#### WORK REQUEST
Retype the data items below line for line, leaving every character unchanged.

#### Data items
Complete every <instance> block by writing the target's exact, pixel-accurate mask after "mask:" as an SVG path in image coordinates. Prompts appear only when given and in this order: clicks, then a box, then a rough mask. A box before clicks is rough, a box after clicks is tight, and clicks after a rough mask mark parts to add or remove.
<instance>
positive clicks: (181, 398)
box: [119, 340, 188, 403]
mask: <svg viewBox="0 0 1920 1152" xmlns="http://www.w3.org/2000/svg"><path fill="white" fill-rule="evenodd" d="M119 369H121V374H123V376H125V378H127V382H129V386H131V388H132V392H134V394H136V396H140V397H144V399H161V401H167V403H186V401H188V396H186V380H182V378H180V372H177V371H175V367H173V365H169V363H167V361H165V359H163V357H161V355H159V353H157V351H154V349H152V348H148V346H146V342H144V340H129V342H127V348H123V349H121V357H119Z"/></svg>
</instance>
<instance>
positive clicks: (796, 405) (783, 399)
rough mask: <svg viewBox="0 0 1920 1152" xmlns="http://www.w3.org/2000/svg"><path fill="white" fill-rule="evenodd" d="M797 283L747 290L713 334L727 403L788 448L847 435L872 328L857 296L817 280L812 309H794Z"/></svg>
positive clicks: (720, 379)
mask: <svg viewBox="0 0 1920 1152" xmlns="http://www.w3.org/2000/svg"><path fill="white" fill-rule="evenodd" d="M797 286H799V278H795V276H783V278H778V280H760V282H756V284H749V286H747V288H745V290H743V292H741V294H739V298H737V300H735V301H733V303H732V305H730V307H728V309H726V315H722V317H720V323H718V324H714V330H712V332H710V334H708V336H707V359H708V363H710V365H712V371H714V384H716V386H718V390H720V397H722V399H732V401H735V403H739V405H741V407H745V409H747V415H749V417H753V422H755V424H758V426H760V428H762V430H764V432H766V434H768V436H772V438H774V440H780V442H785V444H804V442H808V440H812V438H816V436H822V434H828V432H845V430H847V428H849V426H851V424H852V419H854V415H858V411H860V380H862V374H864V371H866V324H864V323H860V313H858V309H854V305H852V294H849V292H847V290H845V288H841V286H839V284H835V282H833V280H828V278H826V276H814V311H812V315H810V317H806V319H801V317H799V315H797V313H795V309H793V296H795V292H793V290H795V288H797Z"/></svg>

#### EXPECTED OUTPUT
Complete every <instance> block by writing the target's exact, pixel-accurate mask after "mask:" as an SVG path in image coordinates. Prompts appear only when given and in this order: clicks, then a box, then a rough mask. A box before clicks is rough, a box after clicks is tight, and clicks after a rough mask mark parts to add or remove.
<instance>
positive clicks: (181, 398)
box: [119, 340, 188, 403]
mask: <svg viewBox="0 0 1920 1152" xmlns="http://www.w3.org/2000/svg"><path fill="white" fill-rule="evenodd" d="M119 369H121V374H123V376H125V378H127V382H129V386H131V388H132V392H134V394H136V396H140V397H144V399H161V401H167V403H186V401H188V396H186V380H182V378H180V372H177V371H175V367H173V365H169V363H167V361H165V359H163V357H161V355H159V353H157V351H154V349H152V348H148V346H146V342H144V340H129V342H127V348H123V349H121V357H119Z"/></svg>
</instance>
<instance>
positive clicks: (796, 405) (783, 399)
rough mask: <svg viewBox="0 0 1920 1152" xmlns="http://www.w3.org/2000/svg"><path fill="white" fill-rule="evenodd" d="M797 283L747 290L713 334L727 403L788 448L847 435L872 328L857 296L817 280L812 309H794Z"/></svg>
positive clicks: (720, 379)
mask: <svg viewBox="0 0 1920 1152" xmlns="http://www.w3.org/2000/svg"><path fill="white" fill-rule="evenodd" d="M797 286H799V278H795V276H783V278H778V280H760V282H756V284H749V286H747V288H745V290H743V292H741V294H739V298H737V300H735V301H733V303H732V305H730V307H728V309H726V315H722V317H720V323H718V324H714V330H712V332H710V334H708V336H707V359H708V363H710V365H712V371H714V384H716V386H718V390H720V397H722V399H732V401H735V403H739V405H741V407H745V409H747V415H749V417H753V422H755V424H758V426H760V428H762V430H764V432H766V434H768V436H772V438H774V440H780V442H785V444H804V442H808V440H812V438H816V436H822V434H828V432H845V430H847V428H849V426H851V424H852V419H854V415H858V411H860V380H862V374H864V371H866V324H864V323H860V313H858V309H854V305H852V294H849V292H847V290H845V288H841V286H839V284H835V282H833V280H828V278H826V276H814V311H812V315H810V317H806V319H801V317H799V315H797V313H795V309H793V296H795V292H793V290H795V288H797Z"/></svg>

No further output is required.